_PAGE EXTRACT_:
Once we know how much a guest spends at our hotel we need to figure out how many times he is going to come back, repeat sales. So if a guest comes to your property three times per year it means repeat sales x3, if a guest comes to your property twice per year then it’s x2. So, if you are in London for example, your business travellers might book 10 times per year, and your leisure travellers book once a year.

By the way, I think this piece of data is important; The Global Business Travel Association found that business travellers tend to book 12.86 trips per year.

 

Average Retention Time

The last metric is essentially the “lifetime” in “customer lifetime value”. Retention is basically how long a customer is going to stick around. If you’ve been around for some years you can export some data and check how long your customers stick around. If you are a new business you can see from industry standards and make an educated guess.

An executive – business traveller -changes jobs around every 10 years for example.

 

Calculate 

To get the customer lifetime value for every segment you will have to do some maths right. I was bad at maths in school, so at this point I will need a calculator – thank goodness our smartphones have this option (where would we be without technology today?). So now we need to multiply Average Order Value, Number of Repeat Sales, and Average Retention Time.

  • (Average Order Value) x (Number of Repeat Sales) x (Average Retention Time) = (Customer Lifetime Value)

Let’s take an example of a hypothetical hotel called, IQD Hotel, a guest usually pays £300 for a stay, books the hotel three times per year, and on average is a client for 10 years. So:  IQD Hotel CLV is: £300 x 3 x10 = £9,000.

 

How about the social impact and social influence?

You know they say that one customer goes beyond just one transaction and I totally agree with that. What happens when a friend of mine asks for a recommendation? What happens when somebody who trusts a guest of yours asks somebody if they know a great conference space? Anybody who asks me for a recommendation in certain areas in my life, I always recommend and advocate for brands I love and I believe in what they believe. Nike – amazing company, Apple – the best brand, The Humble Brush – Awesome, TEA2 – All my gifts come from this company + I always recommend them on my Instagram stories and the list goes on.

 

Every guest will speak about their experience at your property. If it was a negative experience, don’t worry they will warn others about your business. Dirty rooms? They will post it on their Instagram stories so their 300+ people will see it instantly. Every guest has a certain number that represents their referral potential, that’s based on the size of their social influence.

 

We can all agree that today we live in a world which is hyper-connected, right? Social influence is higher than ever and I’m not speaking about influencers, I’m speaking about people like you and me. If a guest leaves a positive review that encourages additional guests to come and visit your hotel, they will come. But it’s not only the reviews, right? There are other aspects that people consider as well. Something I noticed in the hospitality industry is that there is no brand building – it’s just business building.

 

Now that you have your CLV you can make better decisions to help your hotel navigate and understand where to invest your money. Engaging customers is easier for a business than constantly trying to get new guests. Even when guests come from OTA there is an opportunity there, but we will not discuss it here. If you want you can sign up for our monthly newsletter where we share insights, ideas, and case studies on how to improve your hotel’s performance, you can sign up here: www.iqd.media/updates/

 

In marketing, we all know and have the data which shows us that it’s 10 times more expensive to acquire a new guest. An awareness of your guests CLV will help you decide what strategy you should follow, how you should acquire your guest, and understand how important the customer is. Do you think OTA’s didn’t do their research and know how much their users are worth? Of course, they did. Given all the billions of pounds that are dedicated to acquiring new customers in the travel industry, any hotel that wants to be sustainable and be around in the next five to ten years needs to maximize customer lifetime value and retain their guests.

_TASK DIRECTIONS_: Summarize the piece on hotel customer lifetime value in three sentences.

_DATA RECORDS_:
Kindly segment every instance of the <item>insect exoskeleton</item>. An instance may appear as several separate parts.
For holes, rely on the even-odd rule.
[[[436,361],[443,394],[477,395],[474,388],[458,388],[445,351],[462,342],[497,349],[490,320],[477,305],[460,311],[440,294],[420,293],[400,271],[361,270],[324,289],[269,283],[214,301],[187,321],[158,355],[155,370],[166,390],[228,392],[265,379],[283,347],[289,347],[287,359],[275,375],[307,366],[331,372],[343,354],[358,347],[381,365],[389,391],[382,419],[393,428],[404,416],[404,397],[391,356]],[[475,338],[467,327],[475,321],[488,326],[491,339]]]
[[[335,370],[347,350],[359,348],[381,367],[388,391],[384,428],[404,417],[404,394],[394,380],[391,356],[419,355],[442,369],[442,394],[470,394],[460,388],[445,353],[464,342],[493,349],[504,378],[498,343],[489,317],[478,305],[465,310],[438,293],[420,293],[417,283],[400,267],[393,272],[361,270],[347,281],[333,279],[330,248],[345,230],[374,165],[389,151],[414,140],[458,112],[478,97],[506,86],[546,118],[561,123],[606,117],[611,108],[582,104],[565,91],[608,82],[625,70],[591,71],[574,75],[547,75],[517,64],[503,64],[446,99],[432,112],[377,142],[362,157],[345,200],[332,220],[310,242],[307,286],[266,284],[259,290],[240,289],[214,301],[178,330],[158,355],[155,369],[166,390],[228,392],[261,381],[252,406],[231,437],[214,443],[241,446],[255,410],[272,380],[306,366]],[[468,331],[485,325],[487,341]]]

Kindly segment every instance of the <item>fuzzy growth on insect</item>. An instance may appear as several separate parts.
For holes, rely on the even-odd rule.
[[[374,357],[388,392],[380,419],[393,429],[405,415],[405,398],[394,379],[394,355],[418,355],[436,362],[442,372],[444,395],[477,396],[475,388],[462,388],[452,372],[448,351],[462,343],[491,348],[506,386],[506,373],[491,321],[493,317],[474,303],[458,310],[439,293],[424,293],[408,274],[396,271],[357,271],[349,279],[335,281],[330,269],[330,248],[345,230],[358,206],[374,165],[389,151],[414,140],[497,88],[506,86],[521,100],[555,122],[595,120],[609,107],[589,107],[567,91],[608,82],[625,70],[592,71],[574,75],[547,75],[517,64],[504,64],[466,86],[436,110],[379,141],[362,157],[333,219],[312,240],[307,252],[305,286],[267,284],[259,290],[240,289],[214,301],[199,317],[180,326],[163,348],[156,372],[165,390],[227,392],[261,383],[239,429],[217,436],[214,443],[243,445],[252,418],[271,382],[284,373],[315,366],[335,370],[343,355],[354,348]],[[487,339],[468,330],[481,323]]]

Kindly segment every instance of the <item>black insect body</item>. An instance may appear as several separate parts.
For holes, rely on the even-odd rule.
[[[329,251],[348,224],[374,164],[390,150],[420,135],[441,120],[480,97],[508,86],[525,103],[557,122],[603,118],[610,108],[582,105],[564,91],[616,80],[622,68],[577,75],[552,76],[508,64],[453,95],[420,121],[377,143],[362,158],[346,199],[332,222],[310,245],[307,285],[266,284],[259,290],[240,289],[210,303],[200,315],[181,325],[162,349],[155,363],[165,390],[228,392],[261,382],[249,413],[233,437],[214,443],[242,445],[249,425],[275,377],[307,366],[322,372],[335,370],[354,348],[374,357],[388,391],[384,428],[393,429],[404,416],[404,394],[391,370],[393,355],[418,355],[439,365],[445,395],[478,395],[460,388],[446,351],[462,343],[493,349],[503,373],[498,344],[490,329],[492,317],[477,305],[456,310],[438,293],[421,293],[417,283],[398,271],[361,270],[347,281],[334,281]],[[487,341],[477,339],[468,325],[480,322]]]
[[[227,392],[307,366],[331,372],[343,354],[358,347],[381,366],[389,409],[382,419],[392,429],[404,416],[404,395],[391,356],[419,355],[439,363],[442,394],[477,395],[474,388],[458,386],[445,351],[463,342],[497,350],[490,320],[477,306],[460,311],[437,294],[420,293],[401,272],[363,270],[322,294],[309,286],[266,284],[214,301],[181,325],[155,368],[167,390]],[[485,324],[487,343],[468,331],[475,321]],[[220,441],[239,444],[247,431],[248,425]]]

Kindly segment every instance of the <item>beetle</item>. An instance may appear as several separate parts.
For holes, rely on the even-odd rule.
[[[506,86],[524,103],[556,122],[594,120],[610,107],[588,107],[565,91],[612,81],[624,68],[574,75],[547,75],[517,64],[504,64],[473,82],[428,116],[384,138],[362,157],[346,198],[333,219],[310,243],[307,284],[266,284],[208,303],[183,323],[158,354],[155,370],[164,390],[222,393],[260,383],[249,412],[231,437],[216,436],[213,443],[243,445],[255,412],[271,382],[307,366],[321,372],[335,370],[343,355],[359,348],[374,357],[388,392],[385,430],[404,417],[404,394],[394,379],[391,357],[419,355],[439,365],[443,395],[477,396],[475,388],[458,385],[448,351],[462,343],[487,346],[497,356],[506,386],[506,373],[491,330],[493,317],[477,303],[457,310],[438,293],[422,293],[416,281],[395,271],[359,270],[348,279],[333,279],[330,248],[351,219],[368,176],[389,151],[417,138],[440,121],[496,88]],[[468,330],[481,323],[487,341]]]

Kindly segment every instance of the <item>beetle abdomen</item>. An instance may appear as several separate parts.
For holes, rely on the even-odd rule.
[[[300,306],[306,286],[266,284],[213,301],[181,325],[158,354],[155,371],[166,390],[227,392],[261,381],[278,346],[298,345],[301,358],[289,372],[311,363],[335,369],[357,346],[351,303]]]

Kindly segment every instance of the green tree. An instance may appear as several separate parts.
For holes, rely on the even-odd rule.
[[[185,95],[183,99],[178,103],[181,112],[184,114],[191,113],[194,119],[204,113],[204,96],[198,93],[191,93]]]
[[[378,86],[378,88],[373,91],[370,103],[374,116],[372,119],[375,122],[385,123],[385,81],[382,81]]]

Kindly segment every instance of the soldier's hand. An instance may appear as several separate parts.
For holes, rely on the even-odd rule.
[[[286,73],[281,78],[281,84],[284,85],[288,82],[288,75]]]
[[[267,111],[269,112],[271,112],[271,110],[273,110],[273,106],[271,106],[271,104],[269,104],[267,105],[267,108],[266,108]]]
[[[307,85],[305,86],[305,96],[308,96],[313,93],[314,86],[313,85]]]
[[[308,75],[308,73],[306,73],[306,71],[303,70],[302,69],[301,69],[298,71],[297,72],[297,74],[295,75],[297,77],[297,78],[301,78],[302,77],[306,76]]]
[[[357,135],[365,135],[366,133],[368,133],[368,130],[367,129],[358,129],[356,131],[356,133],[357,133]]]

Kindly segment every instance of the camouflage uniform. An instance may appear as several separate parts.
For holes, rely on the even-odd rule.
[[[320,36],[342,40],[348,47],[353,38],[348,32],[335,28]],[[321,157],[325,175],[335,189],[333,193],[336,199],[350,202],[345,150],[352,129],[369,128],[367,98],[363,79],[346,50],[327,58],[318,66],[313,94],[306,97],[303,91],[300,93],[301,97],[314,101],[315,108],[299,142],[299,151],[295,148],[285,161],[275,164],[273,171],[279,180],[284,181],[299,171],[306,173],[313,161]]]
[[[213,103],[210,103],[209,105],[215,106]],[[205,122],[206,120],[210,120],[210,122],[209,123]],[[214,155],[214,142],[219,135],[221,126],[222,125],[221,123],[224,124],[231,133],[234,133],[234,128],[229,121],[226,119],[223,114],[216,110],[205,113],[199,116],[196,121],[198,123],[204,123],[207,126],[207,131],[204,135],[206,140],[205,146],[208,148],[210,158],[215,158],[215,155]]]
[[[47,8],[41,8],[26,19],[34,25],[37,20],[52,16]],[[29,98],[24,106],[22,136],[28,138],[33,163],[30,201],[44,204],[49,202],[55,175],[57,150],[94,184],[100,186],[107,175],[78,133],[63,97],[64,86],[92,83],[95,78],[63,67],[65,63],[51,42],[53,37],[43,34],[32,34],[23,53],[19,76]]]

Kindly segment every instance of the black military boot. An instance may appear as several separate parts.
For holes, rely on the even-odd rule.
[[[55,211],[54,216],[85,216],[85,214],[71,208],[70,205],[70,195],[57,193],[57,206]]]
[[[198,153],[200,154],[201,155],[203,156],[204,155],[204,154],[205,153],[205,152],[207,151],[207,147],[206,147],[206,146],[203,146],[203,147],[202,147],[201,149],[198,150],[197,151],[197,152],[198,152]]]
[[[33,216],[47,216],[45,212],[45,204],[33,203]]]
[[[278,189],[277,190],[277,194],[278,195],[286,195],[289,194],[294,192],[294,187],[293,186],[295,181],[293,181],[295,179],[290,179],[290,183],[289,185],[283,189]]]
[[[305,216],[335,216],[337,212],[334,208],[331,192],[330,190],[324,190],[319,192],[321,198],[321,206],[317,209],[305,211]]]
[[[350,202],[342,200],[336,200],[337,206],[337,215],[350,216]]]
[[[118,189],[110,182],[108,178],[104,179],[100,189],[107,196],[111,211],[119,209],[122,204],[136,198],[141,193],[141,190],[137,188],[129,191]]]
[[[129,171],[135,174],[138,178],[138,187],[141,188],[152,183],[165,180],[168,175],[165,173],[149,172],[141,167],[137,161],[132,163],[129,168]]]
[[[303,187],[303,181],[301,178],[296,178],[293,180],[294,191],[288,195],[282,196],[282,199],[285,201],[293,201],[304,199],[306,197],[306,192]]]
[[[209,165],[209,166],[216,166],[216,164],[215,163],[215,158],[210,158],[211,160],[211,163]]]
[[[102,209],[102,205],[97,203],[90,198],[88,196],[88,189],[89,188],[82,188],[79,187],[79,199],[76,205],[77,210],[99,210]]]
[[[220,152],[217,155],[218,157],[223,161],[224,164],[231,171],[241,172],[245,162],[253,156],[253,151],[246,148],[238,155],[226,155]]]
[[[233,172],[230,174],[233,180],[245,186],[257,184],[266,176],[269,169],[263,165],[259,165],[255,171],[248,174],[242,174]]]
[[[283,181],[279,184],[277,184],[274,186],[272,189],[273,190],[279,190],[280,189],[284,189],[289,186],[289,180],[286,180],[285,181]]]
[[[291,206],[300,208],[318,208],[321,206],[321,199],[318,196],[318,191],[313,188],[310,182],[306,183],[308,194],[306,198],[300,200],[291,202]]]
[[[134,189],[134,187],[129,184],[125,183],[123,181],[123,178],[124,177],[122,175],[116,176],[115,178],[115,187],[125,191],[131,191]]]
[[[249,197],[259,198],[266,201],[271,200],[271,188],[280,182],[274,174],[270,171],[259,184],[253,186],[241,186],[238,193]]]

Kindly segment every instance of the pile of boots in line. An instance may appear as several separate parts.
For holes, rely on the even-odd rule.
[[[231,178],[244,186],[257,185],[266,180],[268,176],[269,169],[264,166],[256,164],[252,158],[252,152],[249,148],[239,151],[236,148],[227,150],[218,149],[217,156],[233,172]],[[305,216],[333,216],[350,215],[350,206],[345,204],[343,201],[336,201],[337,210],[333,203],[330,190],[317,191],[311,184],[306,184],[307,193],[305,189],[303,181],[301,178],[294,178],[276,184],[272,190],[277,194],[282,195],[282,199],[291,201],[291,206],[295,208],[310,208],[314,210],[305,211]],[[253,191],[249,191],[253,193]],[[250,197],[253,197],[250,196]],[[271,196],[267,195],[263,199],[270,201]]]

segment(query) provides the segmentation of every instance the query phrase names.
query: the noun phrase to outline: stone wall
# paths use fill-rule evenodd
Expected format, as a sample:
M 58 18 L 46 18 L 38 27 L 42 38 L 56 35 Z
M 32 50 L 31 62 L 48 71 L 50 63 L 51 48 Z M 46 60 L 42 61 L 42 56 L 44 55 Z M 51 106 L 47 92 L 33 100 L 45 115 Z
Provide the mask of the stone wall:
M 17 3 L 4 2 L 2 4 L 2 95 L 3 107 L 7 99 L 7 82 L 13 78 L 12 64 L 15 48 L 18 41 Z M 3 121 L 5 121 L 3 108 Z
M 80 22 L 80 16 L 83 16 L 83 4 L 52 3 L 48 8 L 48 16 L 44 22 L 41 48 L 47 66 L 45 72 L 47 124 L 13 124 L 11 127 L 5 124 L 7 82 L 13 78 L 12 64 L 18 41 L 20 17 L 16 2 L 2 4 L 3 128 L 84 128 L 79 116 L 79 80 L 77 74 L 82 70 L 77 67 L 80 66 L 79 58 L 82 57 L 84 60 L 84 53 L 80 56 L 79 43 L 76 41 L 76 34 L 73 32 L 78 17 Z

_RESPONSE AREA_: A hotel's customer lifetime value is calculated by multiplying average order value, number of repeat sales, and average retention time. For example, a guest at the hypothetical IQD Hotel who pays £300 per stay and books three times a year for 10 years is worth £9,000. Beyond this figure, every guest has a referral potential based on the size of their social influence, and knowing CLV helps a hotel decide where to invest, since engaging existing guests is easier than acquiring new ones, which costs 10 times more.